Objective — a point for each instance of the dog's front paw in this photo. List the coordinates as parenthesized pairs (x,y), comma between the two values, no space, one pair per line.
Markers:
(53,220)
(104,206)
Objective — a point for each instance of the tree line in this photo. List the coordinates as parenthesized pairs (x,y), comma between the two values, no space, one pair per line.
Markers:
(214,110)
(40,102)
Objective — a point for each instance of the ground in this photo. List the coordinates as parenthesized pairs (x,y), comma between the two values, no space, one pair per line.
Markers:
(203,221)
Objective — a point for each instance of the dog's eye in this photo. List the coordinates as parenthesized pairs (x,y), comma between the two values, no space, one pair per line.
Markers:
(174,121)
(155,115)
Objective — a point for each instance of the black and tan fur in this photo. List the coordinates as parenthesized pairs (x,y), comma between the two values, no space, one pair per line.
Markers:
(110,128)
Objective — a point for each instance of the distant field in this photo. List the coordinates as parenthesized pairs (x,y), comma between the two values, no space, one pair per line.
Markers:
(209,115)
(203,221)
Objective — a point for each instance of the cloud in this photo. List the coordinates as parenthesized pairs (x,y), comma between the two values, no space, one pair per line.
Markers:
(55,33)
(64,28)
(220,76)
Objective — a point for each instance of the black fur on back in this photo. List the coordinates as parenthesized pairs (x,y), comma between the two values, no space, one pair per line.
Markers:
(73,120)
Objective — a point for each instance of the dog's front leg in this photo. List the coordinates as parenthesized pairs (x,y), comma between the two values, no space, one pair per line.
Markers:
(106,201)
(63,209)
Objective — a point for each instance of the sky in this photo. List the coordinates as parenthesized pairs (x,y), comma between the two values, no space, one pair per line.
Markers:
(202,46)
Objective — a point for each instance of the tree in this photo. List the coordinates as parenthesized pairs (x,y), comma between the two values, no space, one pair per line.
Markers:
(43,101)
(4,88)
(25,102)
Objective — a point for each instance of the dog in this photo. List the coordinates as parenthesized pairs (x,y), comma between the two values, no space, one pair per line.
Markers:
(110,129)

........

TASK STATEMENT >>
Extract all of the data above without altering anything.

SOLUTION >>
Objective — a point for each instance of the dog's front paw in this photo. List the coordinates as parenthesized pairs (x,y), comma between the two values, no space, one pair per line.
Markers:
(53,220)
(104,206)
Objective — a point for each instance of the tree line in this photo. List the coordinates as parenthesized pairs (x,y), comma between the two values, no space, one pair per line.
Markers:
(214,110)
(40,102)
Objective — a point for each instance of the ground in this photo. List the coordinates as parenthesized pairs (x,y), comma between the two values, no space, one pair per line.
Markers:
(203,221)
Objective — a point for each instance of the dog's eye in this photo. List the coordinates as parenthesized pairs (x,y), comma between the two values, no space, one pair per line.
Markers:
(174,121)
(155,115)
Objective — a point for each instance of the black and tan fur in this photo. List the coordinates as parenthesized pairs (x,y), comma between the two values, no space, one pair per line.
Markers:
(110,128)
Objective — a point for each instance of the distant field in this photo. List the coordinates as parenthesized pairs (x,y), comma between the two values, no space, one pair per line.
Markers:
(209,115)
(203,221)
Objective — a point for each instance of the cloud in this photo. List the coordinates as parenthesized pairs (x,y), comma between the two values, no space, one pair per line.
Markers:
(55,33)
(64,28)
(220,76)
Objective — a point for each instance of the black fur on back in this photo. List the coordinates as parenthesized pairs (x,y), comma between the two values, no space, one pair per line.
Markers:
(73,120)
Objective — a point for each instance of the dog's front leg in this photo. List the coordinates as parenthesized pairs (x,y), comma between the two values, no space, one pair per line.
Markers:
(106,201)
(63,209)
Objective — a point for each instance of the sky in this photo. List the coordinates as parenthesized pairs (x,y), comma between the two values, no space, one pair per line.
Markers:
(202,46)
Objective — a point for each instance of the tree in this photo. List the coordinates as parenthesized pairs (x,y), comma between the two values, no space, one pair per line.
Markers:
(43,101)
(4,88)
(25,102)
Objective — a point for each instance of the dog in this photo. List the coordinates as parenthesized pairs (x,y), comma between the two values, no space, one pair per line.
Markers:
(110,129)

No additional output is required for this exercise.